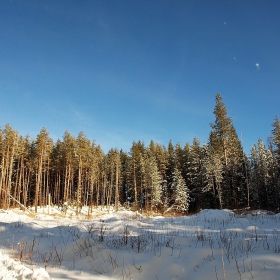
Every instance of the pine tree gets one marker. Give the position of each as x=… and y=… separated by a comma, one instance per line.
x=226, y=148
x=180, y=193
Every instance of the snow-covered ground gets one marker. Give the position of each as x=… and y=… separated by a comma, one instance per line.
x=214, y=244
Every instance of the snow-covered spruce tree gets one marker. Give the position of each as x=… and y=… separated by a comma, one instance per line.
x=214, y=176
x=224, y=143
x=179, y=200
x=196, y=175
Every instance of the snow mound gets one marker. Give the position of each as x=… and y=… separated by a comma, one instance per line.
x=11, y=269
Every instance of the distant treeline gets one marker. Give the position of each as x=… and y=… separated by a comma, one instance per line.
x=75, y=170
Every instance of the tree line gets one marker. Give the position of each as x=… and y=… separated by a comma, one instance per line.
x=75, y=170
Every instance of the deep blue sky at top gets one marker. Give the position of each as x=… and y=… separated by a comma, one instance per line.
x=123, y=71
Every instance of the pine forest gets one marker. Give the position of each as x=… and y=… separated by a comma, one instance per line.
x=151, y=178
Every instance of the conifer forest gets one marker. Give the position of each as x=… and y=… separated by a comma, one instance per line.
x=173, y=179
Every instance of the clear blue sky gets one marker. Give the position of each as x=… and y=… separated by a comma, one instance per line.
x=139, y=70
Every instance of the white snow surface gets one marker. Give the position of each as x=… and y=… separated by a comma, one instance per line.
x=213, y=244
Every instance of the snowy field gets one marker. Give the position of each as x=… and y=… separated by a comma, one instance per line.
x=214, y=244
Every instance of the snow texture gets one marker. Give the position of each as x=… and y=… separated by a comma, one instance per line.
x=213, y=244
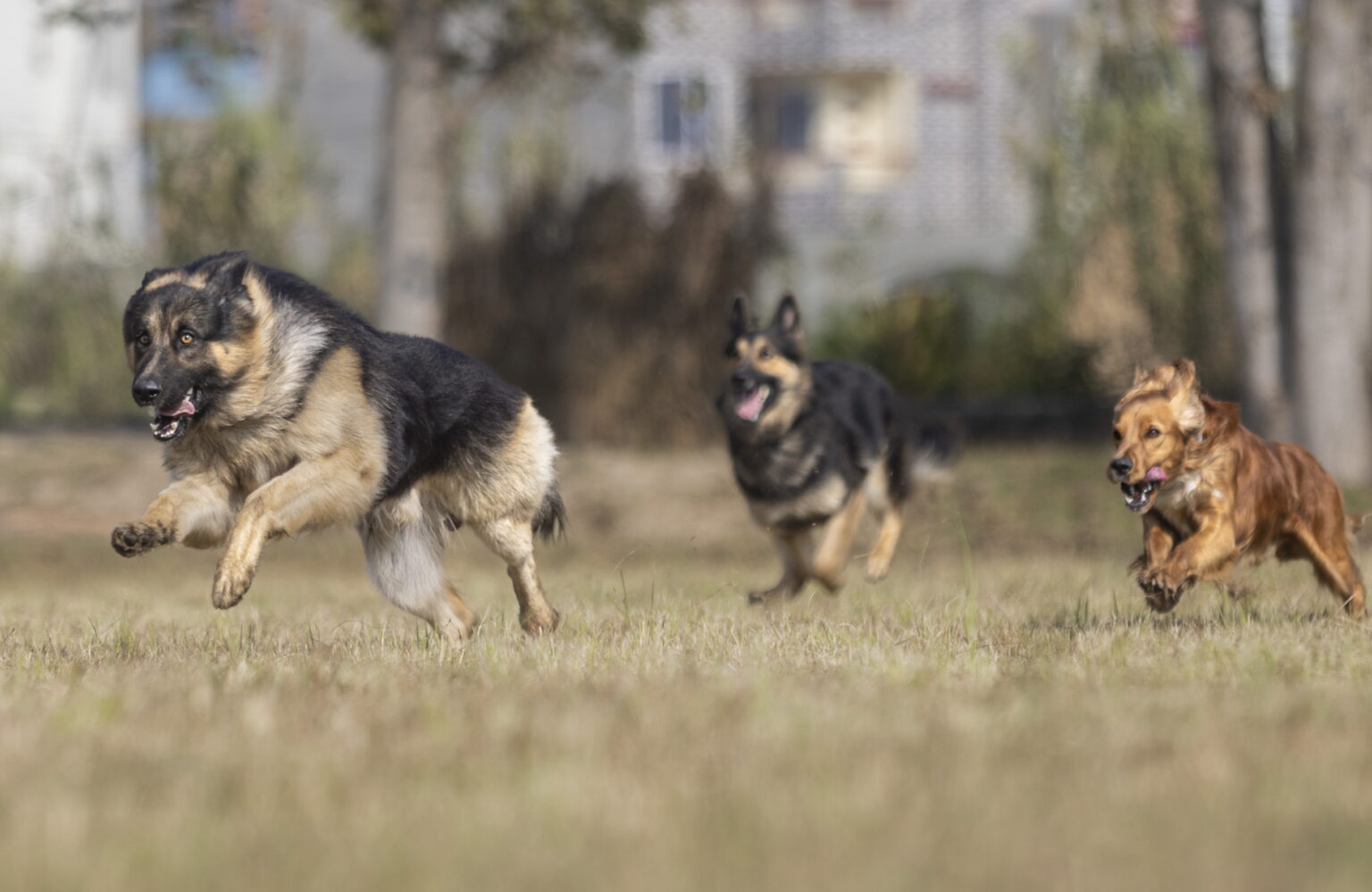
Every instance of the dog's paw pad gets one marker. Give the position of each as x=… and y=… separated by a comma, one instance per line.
x=230, y=588
x=535, y=623
x=136, y=538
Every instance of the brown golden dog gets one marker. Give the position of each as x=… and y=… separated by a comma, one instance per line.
x=1213, y=491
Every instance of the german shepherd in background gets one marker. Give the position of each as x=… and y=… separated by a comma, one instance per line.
x=813, y=445
x=281, y=411
x=1213, y=493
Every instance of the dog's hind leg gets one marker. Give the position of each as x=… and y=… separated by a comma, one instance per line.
x=888, y=515
x=795, y=560
x=837, y=541
x=405, y=559
x=1335, y=569
x=514, y=541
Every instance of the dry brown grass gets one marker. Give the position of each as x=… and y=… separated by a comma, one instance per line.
x=1002, y=713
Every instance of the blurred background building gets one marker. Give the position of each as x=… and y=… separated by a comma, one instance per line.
x=998, y=204
x=71, y=146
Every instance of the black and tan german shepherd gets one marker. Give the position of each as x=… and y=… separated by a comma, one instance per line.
x=814, y=445
x=281, y=411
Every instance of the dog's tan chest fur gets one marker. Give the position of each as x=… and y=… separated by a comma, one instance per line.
x=1176, y=501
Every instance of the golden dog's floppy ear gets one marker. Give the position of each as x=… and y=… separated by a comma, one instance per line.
x=1184, y=396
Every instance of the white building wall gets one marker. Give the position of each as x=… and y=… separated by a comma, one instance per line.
x=71, y=158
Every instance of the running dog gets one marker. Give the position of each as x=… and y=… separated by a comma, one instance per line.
x=814, y=445
x=1213, y=493
x=281, y=411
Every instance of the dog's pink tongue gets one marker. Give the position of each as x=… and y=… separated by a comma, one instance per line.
x=186, y=408
x=750, y=406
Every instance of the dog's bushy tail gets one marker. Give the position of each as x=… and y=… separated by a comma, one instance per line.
x=550, y=521
x=931, y=453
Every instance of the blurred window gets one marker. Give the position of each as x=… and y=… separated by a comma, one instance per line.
x=683, y=114
x=795, y=110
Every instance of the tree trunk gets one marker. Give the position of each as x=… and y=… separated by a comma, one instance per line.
x=414, y=183
x=1333, y=210
x=1241, y=100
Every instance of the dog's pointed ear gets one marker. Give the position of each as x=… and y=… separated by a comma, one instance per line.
x=154, y=273
x=1184, y=396
x=225, y=270
x=741, y=319
x=788, y=316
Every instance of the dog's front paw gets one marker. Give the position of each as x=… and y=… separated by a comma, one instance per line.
x=230, y=583
x=538, y=623
x=1162, y=590
x=877, y=567
x=136, y=538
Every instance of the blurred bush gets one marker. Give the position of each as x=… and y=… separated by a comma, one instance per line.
x=61, y=349
x=240, y=180
x=965, y=335
x=1126, y=238
x=611, y=320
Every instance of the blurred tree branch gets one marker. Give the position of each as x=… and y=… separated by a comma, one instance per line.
x=430, y=43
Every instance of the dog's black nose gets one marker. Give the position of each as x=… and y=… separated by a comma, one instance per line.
x=145, y=391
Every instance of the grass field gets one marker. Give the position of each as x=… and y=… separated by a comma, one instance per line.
x=1000, y=713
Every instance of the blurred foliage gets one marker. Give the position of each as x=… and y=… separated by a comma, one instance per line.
x=61, y=349
x=502, y=36
x=238, y=180
x=966, y=334
x=612, y=320
x=1124, y=258
x=1126, y=242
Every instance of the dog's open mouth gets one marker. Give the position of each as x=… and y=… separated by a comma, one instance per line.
x=752, y=403
x=1138, y=497
x=172, y=424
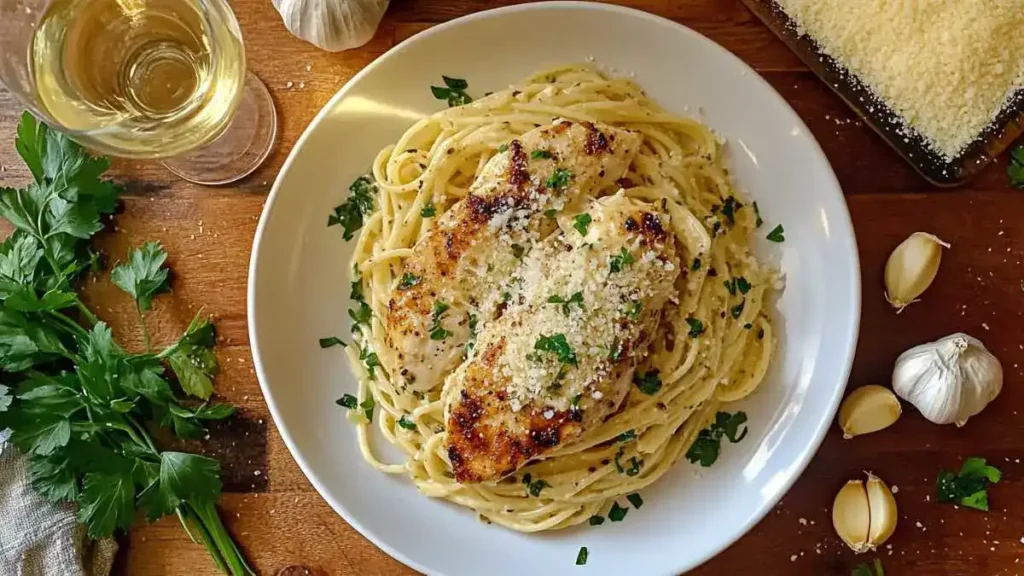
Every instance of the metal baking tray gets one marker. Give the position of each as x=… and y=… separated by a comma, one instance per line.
x=992, y=141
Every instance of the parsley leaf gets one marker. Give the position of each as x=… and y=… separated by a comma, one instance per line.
x=616, y=513
x=84, y=414
x=1016, y=167
x=708, y=445
x=559, y=179
x=454, y=91
x=350, y=213
x=621, y=260
x=576, y=298
x=581, y=222
x=332, y=341
x=729, y=209
x=558, y=345
x=193, y=360
x=757, y=214
x=143, y=275
x=648, y=382
x=347, y=401
x=969, y=487
x=635, y=499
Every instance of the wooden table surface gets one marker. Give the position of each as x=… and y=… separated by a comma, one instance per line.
x=281, y=521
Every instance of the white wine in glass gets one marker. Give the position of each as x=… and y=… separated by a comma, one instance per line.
x=142, y=79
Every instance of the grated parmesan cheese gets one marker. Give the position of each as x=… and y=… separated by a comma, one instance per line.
x=946, y=67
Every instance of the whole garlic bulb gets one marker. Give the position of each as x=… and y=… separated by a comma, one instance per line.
x=332, y=25
x=948, y=380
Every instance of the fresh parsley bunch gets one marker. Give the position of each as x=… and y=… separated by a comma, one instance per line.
x=82, y=408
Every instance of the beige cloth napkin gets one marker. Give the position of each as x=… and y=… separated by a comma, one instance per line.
x=40, y=538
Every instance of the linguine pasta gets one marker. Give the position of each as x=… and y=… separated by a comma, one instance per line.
x=715, y=339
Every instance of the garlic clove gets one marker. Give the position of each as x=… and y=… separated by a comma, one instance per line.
x=851, y=516
x=868, y=409
x=911, y=268
x=882, y=508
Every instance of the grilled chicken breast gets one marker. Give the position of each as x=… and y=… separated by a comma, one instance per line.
x=459, y=274
x=560, y=359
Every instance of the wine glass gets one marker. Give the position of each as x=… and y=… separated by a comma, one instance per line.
x=141, y=79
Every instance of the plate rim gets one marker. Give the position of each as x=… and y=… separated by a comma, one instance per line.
x=843, y=213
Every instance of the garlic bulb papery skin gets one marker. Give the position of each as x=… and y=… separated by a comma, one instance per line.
x=332, y=25
x=948, y=380
x=911, y=269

WORK TO COMPLETE: Transcribe each of the records above precisely, with no pictures in the copy.

ANSWER TO THIS EXERCISE:
Every instance of the pine tree gets one marker. Give the position of each as x=… and y=… separated by a comma, one instance per line.
x=226, y=148
x=180, y=193
Every instance of the snow-covered ground gets one marker. Give the position of each as x=… and y=… separated by a comma, one instance per line.
x=214, y=244
Every instance of the snow-covered spruce tree gets one marker. Give the position of each as x=… and y=… separated by a comma, one instance per line.
x=214, y=176
x=224, y=143
x=179, y=200
x=196, y=175
Every instance of the snow mound gets one marker. Give the position of each as x=… and y=… separated by a comma, one instance per line.
x=11, y=269
Every instance of the distant treeline gets one marker. Give the position of each as x=… and y=… separated by a comma, one instance per line.
x=75, y=170
Every instance of the tree line gets one marker. Give the position of each as x=… and y=… separated by a comma, one instance per line.
x=75, y=170
Every instance of the deep blue sky at top gets one marker. Give the position of each as x=… and y=… separated by a comma, one instance per line.
x=123, y=71
Every instance of the pine forest gets one marker. Give the position of each as x=… and y=… separated by a comma, one instance per line.
x=151, y=178
Every instance of the conifer forest gets one marker. Give the position of each as x=… and y=… separated by a comma, one instance per line.
x=173, y=179
Every instance of the clear blue sky gets one marker. Give the position of each as x=… and y=… separated by a comma, one instance per line.
x=139, y=70
Every instance of the white snow surface gets one marker. Give the position of each as x=… and y=… separated by a comma, one instance per line.
x=213, y=244
Every instance of the snowy field gets one marker. Give the position of each as x=… and y=… separated by a comma, one instance per line.
x=214, y=244
Every instance of the snow texture gets one marker. Give the position of each as x=… and y=… separated by a comma, one instance per line.
x=213, y=244
Every instance of the dog's paw pad gets one marker. Give the position of each as x=… and y=… separated by a comma, one instance per line.
x=230, y=588
x=535, y=623
x=136, y=538
Every instance of the brown golden dog gets one marker. Give the position of each as x=… and y=… separated by a comma, one instance per line.
x=1213, y=491
Every instance of the german shepherd in background gets one marker. Give the position of each as x=… and y=… separated by a comma, one instance per line.
x=813, y=445
x=281, y=411
x=1213, y=493
Every instance of the dog's hind leg gets one marker. Give the position of each as x=… and y=… separated by a comma, one instance per line.
x=888, y=515
x=795, y=560
x=837, y=541
x=405, y=559
x=1335, y=569
x=514, y=541
Every instance of the dry brown grass gets one marker. Give the position of each as x=… and y=… separated by a comma, one instance per line.
x=1002, y=713
Every instance of the blurred background building gets one marker. Give the position of each as x=… and y=… separated by a comma, one instance per line.
x=998, y=204
x=71, y=146
Every instance of the black and tan german shepherd gets one marker. Give the position of each as x=… and y=… separated by a comma, one instance per line.
x=814, y=445
x=281, y=411
Every instance of the dog's tan chest fur gets one marker. Give the position of each as x=… and y=… separated by a comma, one instance per line.
x=1176, y=501
Every instance of the golden dog's floppy ear gets one marker. Give the position of each as x=… and y=… separated by a comma, one instance per line.
x=1184, y=396
Every instance of the white building wall gets one marker. Give the position of each as x=… and y=… separated by a comma, one instance per line.
x=71, y=158
Every instance of the running dog gets one marker. Give the position of each as x=… and y=… separated by a comma, one instance per line.
x=814, y=445
x=1213, y=493
x=281, y=411
Every instance of the dog's pink tongue gets one marker. Give the position of each as x=… and y=… separated by a comma, one instance per line.
x=186, y=408
x=750, y=406
Every instance of the dog's bushy tail gets one marker. Give the position of each as x=… and y=… separated by a comma, one instance per line.
x=550, y=521
x=931, y=453
Every instance of the blurred window gets one marker. Give the position of each as x=… and y=… separated by a comma, one instance per line.
x=683, y=114
x=795, y=110
Every instance of the tree trunk gets one marker. Give the position of each as x=… and y=… separated by a comma, one instance per line.
x=414, y=183
x=1333, y=210
x=1241, y=100
Every instance of the dog's pointed ear gets one marker. Give the position of each as x=… and y=… separated by a comma, one instance per line.
x=154, y=273
x=1184, y=396
x=225, y=270
x=741, y=319
x=788, y=316
Every instance of the dog's front paw gets one marker. Give the position of each as x=… and y=… separated by a comma, one instance per line.
x=230, y=583
x=538, y=623
x=1162, y=590
x=877, y=567
x=136, y=538
Every instance of the blurred bush gets one marker. Give the position of each as x=… and y=… separated by a comma, one instance per line.
x=61, y=349
x=240, y=180
x=965, y=335
x=1126, y=238
x=611, y=320
Every instance of the blurred tree branch gets one marker. Give the position of each as x=… and y=… separated by a comma, one instance per line.
x=430, y=43
Every instance of the dog's black nose gets one marker. Give the position of each as x=… and y=… separated by a comma, one instance per line.
x=145, y=391
Every instance of the grass field gets one marker. Give the position of each as x=… and y=… separated by a comma, one instance per line.
x=1000, y=713
Every instance of the blurred foliage gets one marker. Give the position of each as x=… and y=… separated by a comma, one instance per line.
x=61, y=349
x=502, y=36
x=238, y=180
x=966, y=334
x=612, y=320
x=1124, y=258
x=1126, y=242
Every instance of the dog's open mouth gets one marker. Give the position of each as x=… and y=… separated by a comma, one instance per line.
x=752, y=403
x=1138, y=497
x=172, y=424
Every instance of the metal baking tray gets one marker. Give the position of each as x=… and y=… separated by a comma, one instance per line.
x=992, y=141
Every instance of the parsley leaf gets one marker. Give the position of each as x=… and y=… separated by a comma, one instance per line.
x=616, y=513
x=84, y=414
x=1016, y=167
x=708, y=445
x=559, y=179
x=454, y=91
x=350, y=213
x=621, y=260
x=576, y=298
x=581, y=222
x=332, y=341
x=729, y=209
x=558, y=345
x=193, y=360
x=757, y=214
x=143, y=275
x=648, y=382
x=347, y=401
x=969, y=487
x=635, y=499
Every instance of the wooden table surface gets one marker. Give the position of each as x=… and y=… separated by a comma, one instance per line.
x=281, y=521
Every instance of the white wine in glass gets one marker. Give the position of each as x=… and y=… separated by a comma, one instance per line.
x=142, y=79
Every instance of the grated parmesan cheese gets one marker. Give the position of each as x=… and y=… separated by a comma, one instance per line.
x=946, y=67
Every instance of the whole garlic bulb gets one marker. Give the position of each as x=… and y=… separated by a comma, one instance per line.
x=332, y=25
x=948, y=380
Every instance of the fresh parsley bunch gets one marker. Give the position of each as x=… and y=… separated by a comma, one instance per line.
x=82, y=408
Every instance of the beige cloth napkin gets one marker. Give the position of each as x=… and y=… separated by a comma, one instance per line.
x=40, y=538
Every instance of the linguine pasta gets one marker. Give the position of each as x=… and y=… separated by a comma, one instance per line.
x=715, y=339
Every instance of the garlic clove gets one marker. Give the position of each as x=… and y=… separated by a comma, one instance per line.
x=851, y=516
x=868, y=409
x=911, y=268
x=882, y=508
Every instance of the grilled chicken breast gets one marker. Give the position of each as x=… and y=… separated by a comma, one instance per line.
x=459, y=274
x=560, y=359
Every instance of the wine glass gets one marker. Give the position of each as x=… and y=… separated by a comma, one instance per line.
x=141, y=79
Every instance of the plate rim gets one marker. Give the position of each as x=… and y=… separated by a comma, one instance per line.
x=843, y=213
Every instance of the garlic bulb papery skin gets one marker. Give the position of each as x=… and y=… separated by a comma, one instance per line.
x=332, y=25
x=948, y=380
x=911, y=269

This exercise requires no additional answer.